TO DO -
Set down every record exactly as it appears.

------ LISTED ENTRIES

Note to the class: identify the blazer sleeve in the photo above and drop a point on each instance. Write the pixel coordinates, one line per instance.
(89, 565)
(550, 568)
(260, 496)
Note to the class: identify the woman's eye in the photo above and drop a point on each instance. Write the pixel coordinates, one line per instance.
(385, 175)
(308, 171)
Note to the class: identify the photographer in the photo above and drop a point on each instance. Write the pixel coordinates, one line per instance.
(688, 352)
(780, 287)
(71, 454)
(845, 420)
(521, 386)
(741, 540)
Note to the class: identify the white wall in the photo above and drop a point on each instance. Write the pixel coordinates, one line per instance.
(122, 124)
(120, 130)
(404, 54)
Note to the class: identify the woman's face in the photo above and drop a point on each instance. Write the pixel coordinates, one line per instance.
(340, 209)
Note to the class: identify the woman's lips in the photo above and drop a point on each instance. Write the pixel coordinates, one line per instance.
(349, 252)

------------

ANSWER FOR THE TASK -
Note to the class: identify the blazer sleeve in the photo above and drop a point on each instance. Write the pixel coordinates, one line per instance.
(89, 565)
(550, 568)
(260, 496)
Note to the class: identify the woman's eye in the photo above and drop a point on each instance. Write the pixel coordinates, one line per instance.
(385, 175)
(308, 171)
Note to the class: identify the photographer in the photo above and drop a point on each instance. Write the pixel coordinates, one line per instance.
(688, 352)
(780, 287)
(71, 454)
(845, 420)
(521, 386)
(741, 540)
Note to the class: identify the white wall in the photo above and drop a point on each instance. Write the pixel coordinates, one line per instance.
(122, 124)
(120, 130)
(404, 54)
Note to the class: identify the woman's face in the photo above and drop a point on each instance. Write the pixel coordinates, one line per instance.
(340, 209)
Note to the class: identify the woman's lips in the photo above and drop a point on each instance. Write the pixel coordinates, one line per instance.
(349, 252)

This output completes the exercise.